WHAT IS NEEDED:
Return the entries below word for word. No picture belongs in the copy.
== EXTRACTED MATERIAL ==
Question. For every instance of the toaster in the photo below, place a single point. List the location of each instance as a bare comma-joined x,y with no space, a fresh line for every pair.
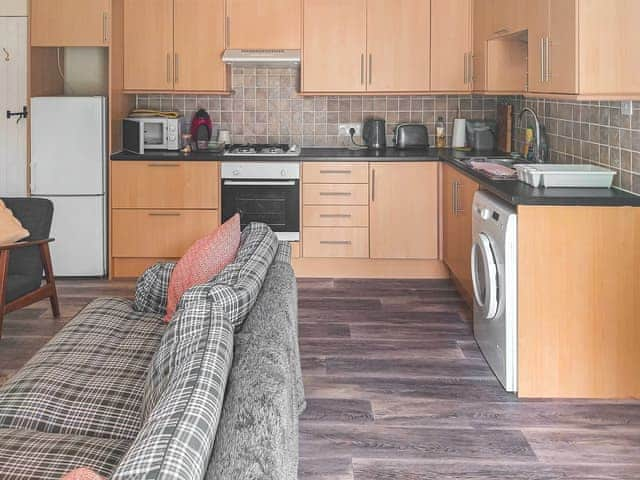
411,135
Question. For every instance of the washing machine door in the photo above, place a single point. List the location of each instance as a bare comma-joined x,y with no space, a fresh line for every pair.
484,273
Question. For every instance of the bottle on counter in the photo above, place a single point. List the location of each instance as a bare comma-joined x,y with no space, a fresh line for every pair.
441,136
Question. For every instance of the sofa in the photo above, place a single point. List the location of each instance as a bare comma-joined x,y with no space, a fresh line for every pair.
214,394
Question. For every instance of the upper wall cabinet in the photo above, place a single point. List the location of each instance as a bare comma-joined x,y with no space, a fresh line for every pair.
451,49
347,46
174,45
70,23
256,24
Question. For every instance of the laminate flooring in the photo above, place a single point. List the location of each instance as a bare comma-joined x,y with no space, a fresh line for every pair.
397,389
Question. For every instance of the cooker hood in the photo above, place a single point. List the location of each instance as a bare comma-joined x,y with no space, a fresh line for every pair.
262,58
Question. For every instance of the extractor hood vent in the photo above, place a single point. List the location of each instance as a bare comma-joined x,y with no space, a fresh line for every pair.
262,58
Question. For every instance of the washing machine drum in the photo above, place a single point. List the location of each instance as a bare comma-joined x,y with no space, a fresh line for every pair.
484,273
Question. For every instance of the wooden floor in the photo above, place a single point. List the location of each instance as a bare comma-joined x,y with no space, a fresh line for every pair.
397,389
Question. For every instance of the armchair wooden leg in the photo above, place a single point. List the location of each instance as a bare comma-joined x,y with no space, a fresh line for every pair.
50,279
4,269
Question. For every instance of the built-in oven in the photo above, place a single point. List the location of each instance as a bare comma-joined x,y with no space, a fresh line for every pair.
266,192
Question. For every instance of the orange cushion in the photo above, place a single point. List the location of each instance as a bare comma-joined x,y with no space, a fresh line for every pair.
82,474
204,260
11,229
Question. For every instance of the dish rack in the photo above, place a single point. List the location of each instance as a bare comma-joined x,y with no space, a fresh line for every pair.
567,176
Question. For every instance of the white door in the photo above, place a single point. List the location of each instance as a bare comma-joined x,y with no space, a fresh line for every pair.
13,98
68,148
78,227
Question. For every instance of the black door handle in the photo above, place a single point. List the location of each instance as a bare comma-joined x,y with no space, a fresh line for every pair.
23,114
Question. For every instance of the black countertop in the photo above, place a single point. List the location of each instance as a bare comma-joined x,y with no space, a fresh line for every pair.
511,191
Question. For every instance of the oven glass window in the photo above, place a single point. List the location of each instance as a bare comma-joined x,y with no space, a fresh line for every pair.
153,134
276,204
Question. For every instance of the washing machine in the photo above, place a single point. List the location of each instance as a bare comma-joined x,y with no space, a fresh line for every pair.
494,271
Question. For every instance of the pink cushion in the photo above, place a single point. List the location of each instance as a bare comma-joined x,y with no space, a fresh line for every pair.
203,261
82,474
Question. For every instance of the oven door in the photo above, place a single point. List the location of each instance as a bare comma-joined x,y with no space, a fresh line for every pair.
274,202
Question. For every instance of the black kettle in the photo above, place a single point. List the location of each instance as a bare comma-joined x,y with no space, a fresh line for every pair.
374,133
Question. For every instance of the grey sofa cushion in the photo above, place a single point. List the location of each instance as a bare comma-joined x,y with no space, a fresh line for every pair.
88,380
258,433
184,392
152,288
236,288
27,454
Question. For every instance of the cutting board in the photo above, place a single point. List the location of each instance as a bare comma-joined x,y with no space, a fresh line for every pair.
504,126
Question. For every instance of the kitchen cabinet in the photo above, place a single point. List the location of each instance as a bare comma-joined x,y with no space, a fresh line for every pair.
451,49
399,62
256,24
553,46
457,199
403,212
508,16
334,46
347,47
70,23
174,45
158,210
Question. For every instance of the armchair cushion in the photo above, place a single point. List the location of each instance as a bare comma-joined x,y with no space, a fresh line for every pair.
11,230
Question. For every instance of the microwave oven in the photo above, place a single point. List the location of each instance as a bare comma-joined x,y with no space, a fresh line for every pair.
151,133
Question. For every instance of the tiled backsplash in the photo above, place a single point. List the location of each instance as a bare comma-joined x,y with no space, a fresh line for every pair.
588,132
266,108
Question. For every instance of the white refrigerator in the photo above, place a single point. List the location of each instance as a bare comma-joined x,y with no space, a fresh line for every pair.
68,166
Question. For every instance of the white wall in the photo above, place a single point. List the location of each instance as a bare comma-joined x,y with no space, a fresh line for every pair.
13,8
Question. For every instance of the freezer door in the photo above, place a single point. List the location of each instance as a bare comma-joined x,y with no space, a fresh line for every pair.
79,230
68,147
===
TASK RESULT:
Question. For every instance of the toaster in the photo below, place a single point. List the location of each instance as a bare comma-joined x,y with no space, a fresh line for every pair.
411,135
Question. For every instance of the washing machine door in the photo above, place a single point. List the location of each instance as a bare comma-joined x,y with no space, a fresh line for every pair.
484,273
Question. For every instance of the bottle on counter in the photo above, place a single point. List the location of each instance as a bare comma-joined x,y with no space, a fresh line for every pair.
441,136
Question. For every instance of the sofa in the photo above, place a single point. List the location of each instance as a bare comma-joined x,y with no space, a fresh line for every pair.
214,394
Question. For every instance of the upper wall cabinet in the photo above, place a single point. List the location of each instance as a bare comma-joined x,y with no space, a fresh line for every pair.
451,49
347,46
174,45
70,23
256,24
Question. For every instance of the laminate flooring in the photo above, place a single point. List the location of each instance as a bare comma-joined x,y with no space, a fresh line for every pair.
397,389
Question. For every instance of the cooker hood in the photo above, place a single point. List the location of each instance as a bare comma-joined x,y with no space, a fresh line for every pair.
262,58
Question. For every instance of the extractor hood vent in the photo above, place a single point. List the location of each instance as a bare comma-joined x,y with no space, a fresh line for every pair.
262,58
Question. For every instance of the washing machine drum in the photo above, place a single point. List the location of each instance as a bare comma-joined x,y with no space, a fresh line for every pair.
484,273
Question. For every instance of the wooden floor in the photo above, place a single point. List the location of each instance as a bare comma-joined x,y with no space, a fresh line for every pair.
397,389
Question. For every instance of the armchair wooden leg in the photo above, place a single point. List the location of each instance as a bare comma-joined x,y with no space, a fresh line for every pair.
50,279
4,269
Question. For every instance of the built-in oven in the photo above, place a single point. List the location of each instance as a bare comma-joined x,y with no space, a fresh line for every pair.
266,192
Question. For every instance of the orange cushion in the photo above, place a single point. List the location of each instance as a bare comma-joined x,y with no space, a fresh line for every pair.
82,474
204,260
11,229
Question. For every instance of the dish rack in the photo above, place a single point. List the location of each instance as a bare comma-joined x,y with no space, a fresh line for every pair.
567,176
Question. For every instance of the white door in the photo above, place a single point. List the location of each instance as a bare comma-joined x,y with no space, a fresh line for every pair.
13,98
68,148
78,227
Question. For every instance of the black door handle in the photo above, place a single point. List the location of each instance as a bare comma-joined x,y with no space, a fresh line for every pair.
23,114
Question. For every instance of the black countertop in the photo above, place a single point. List the location of each instance as a bare comma-joined x,y with no space, a fresh line for every pair.
511,191
Question. For every instance of the oven glass window in the photo above, place a single point. List the location of each instance as a bare comma-joined x,y with no space, a fresh line for every pair.
153,134
276,204
Question. For every instance of the washing machine in the photo above, place a single point. List the location of each instance as a bare comma-joined x,y with no space, a fresh line for every pair.
494,271
Question. For every instance of the pink cushion in the photo above, place a single point. List the location of each instance as a bare comma-joined x,y with no space, a fresh line for every pair.
203,261
82,474
Question. For every instance of the oven door in the photo above, place a single point. List the location of each instance as a bare comma-joined x,y with no space, a fresh line for every pair.
274,202
Question. For every instance of the black kettle in the photo above, place a single point. List the location of each instance as a bare comma-joined x,y with no space, a fresh line for every pair.
374,133
Question. For every instance of the grey sofa cushion in the photo above, place a single point. List the location of each instance as a bare comma-joined x,y with no space, a fresh line for every pair.
88,380
258,433
184,392
152,288
236,288
27,454
Question. For every instance of the cutting board in the photo above, place a single point. List the location of each instance as a bare comma-joined x,y with no space, a fresh line for every pair.
504,126
Question. For every instance of the kitchen cabinet in the photo above, place a single point. List the location of each instance as a bare comma-joined x,y with no space, a fresh line for every pair.
451,49
399,62
256,24
553,46
457,199
403,212
508,16
334,46
347,47
70,23
174,45
158,210
Question. For every instance of the armchair cushion in the photo above, place a single point. List the location of each instance as a bare comma-joined x,y with no space, a fresh line for every pair.
11,230
Question. For every instance of the microwave oven in the photo above, place a single point. List the location of each instance as a bare comma-joined x,y with no space, a fresh line for every pair.
151,133
Question. For every instance of the tiled backsplash in the photo above, place a single point. List the location of each instance as a bare comma-joined x,y with no space, a fresh line for every pair.
588,132
266,108
Question. For every instance of the white refrigerator in the photo above, place a single point. List the location of each instance as a bare comma-joined x,y with no space, a fresh line for every pair.
68,166
Question. For every instance of the white wall in the photo above, place a single point. List the location of each instance as a bare comma-joined x,y with no space, a fresh line for every pair.
13,8
Question. For every instance of the freezer door in the photo above, place a single point. List the location of each instance as a bare comma-joined x,y with no space, a fresh line for every pair.
79,230
68,147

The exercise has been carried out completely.